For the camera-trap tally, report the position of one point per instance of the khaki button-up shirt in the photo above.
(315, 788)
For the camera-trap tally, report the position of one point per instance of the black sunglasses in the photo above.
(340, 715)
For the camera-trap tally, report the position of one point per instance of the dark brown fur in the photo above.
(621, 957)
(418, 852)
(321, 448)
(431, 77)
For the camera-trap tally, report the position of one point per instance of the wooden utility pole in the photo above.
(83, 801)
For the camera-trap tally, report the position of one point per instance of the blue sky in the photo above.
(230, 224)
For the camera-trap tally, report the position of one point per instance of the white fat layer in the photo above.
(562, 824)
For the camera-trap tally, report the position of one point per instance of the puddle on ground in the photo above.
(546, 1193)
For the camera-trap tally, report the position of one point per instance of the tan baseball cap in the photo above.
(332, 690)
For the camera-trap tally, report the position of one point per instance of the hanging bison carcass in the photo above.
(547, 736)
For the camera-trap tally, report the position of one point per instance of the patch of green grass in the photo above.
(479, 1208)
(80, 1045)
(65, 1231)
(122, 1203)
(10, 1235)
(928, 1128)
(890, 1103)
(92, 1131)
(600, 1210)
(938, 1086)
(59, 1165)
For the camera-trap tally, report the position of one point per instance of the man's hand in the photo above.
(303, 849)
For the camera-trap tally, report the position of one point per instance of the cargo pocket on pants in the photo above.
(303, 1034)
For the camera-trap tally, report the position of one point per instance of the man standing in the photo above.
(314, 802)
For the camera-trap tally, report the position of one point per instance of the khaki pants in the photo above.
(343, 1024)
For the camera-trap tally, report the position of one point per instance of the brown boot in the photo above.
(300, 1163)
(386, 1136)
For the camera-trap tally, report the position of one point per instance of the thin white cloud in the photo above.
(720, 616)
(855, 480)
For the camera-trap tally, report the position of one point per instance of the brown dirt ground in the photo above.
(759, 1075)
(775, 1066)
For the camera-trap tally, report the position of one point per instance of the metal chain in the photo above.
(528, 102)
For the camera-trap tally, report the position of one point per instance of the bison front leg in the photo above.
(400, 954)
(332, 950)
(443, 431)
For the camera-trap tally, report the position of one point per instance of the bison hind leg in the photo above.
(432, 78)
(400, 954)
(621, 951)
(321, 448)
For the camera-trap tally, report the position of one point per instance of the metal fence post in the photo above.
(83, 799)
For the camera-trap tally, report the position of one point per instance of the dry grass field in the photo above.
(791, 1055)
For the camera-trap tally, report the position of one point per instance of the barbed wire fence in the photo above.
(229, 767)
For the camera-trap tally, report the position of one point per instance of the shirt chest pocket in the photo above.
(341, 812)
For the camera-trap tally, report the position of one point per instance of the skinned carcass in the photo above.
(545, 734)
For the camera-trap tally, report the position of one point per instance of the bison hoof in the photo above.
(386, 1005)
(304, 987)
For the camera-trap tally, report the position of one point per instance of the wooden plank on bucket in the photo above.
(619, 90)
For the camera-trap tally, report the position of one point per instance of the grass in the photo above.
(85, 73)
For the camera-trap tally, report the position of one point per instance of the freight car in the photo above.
====================
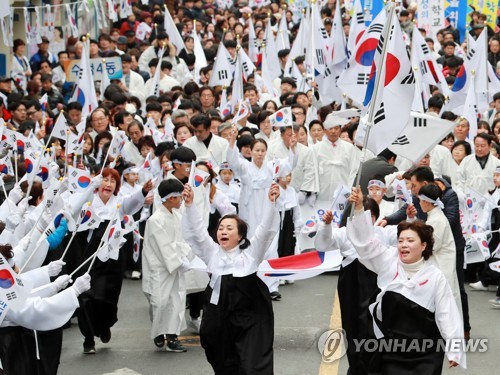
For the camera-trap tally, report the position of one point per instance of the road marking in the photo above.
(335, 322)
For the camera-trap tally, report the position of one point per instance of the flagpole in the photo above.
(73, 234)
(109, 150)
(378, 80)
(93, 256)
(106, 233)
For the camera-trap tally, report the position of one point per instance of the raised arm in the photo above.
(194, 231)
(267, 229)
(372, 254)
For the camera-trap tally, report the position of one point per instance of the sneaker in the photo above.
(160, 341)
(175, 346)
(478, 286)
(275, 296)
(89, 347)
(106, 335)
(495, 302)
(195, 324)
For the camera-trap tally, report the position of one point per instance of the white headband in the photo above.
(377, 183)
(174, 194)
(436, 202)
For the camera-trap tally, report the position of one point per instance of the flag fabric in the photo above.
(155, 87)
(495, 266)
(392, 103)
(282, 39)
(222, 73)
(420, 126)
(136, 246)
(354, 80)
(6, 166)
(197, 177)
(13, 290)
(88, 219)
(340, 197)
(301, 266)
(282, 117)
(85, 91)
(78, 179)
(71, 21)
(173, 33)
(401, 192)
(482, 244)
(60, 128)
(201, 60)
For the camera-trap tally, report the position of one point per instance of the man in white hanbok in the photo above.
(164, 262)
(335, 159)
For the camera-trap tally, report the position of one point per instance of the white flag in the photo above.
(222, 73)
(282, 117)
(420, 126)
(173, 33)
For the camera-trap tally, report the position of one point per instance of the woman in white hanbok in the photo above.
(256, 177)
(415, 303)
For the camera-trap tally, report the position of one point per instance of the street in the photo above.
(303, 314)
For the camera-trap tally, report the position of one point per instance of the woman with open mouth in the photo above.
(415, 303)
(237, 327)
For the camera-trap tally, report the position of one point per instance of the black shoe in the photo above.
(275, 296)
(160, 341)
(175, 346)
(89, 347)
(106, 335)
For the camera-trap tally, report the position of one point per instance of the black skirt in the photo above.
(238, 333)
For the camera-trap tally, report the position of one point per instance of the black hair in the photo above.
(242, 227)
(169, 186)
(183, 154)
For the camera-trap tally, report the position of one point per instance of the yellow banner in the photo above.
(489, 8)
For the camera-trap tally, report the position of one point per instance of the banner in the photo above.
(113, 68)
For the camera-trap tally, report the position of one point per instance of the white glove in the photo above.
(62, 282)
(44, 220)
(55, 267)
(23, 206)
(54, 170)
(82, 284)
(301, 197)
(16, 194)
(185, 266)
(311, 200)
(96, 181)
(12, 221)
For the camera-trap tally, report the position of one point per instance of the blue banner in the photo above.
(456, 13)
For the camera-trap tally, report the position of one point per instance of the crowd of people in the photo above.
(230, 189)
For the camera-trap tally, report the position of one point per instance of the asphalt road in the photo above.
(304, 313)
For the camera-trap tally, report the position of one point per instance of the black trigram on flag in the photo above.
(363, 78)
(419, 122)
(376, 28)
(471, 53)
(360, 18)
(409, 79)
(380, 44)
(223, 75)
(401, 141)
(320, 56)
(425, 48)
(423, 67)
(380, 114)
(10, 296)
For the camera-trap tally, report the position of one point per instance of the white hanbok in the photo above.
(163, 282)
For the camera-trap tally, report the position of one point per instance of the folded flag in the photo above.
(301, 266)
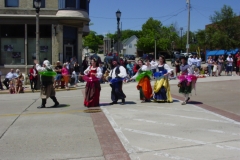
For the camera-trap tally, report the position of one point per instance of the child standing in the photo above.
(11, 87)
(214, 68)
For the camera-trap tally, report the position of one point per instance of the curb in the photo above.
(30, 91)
====================
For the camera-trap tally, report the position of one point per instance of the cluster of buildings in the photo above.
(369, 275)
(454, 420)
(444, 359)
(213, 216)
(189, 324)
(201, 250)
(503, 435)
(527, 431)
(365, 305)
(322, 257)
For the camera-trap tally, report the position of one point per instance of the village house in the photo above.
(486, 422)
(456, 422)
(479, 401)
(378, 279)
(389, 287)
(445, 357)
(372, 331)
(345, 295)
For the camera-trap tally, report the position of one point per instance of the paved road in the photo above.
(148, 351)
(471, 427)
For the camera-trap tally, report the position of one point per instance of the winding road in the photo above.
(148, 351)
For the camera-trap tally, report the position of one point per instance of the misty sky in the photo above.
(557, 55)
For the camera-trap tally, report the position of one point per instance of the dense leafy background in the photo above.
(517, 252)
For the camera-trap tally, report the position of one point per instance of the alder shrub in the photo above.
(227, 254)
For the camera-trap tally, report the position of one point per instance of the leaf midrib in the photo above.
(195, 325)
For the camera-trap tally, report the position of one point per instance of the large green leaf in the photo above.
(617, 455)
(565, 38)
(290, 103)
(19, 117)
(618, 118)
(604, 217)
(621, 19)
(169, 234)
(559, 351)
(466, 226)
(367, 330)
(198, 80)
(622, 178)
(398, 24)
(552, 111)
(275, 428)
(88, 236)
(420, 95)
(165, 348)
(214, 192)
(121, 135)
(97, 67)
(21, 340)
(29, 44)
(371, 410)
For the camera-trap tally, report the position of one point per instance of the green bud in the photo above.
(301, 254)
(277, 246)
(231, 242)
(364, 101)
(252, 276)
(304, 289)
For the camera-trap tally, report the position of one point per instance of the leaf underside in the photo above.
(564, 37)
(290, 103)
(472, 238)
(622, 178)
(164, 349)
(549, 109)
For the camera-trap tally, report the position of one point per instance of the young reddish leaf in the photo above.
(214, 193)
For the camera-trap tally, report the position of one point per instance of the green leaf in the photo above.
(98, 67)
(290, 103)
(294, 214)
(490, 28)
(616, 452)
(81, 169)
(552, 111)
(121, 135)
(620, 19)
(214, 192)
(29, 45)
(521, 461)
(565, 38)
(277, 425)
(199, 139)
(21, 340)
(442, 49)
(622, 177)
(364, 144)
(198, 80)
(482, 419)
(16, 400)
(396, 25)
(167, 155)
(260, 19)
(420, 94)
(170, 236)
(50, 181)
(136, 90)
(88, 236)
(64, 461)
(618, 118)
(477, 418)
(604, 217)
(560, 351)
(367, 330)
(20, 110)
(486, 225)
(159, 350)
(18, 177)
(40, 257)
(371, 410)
====================
Would you retype exactly the lines above, from the line with "bucket in the photo above." to the line with "car in the photo above.", with both end lines kept and nothing more?

For the camera-trap tally, report the position of one point per instance of the wooden plank on bucket in the photo above.
(619, 90)
For the camera-trap tally, report the position of one point per instance of the grass in the photo above.
(85, 73)
For the camera-trap tally, report the position of one point per instance of the freight car in the photo above.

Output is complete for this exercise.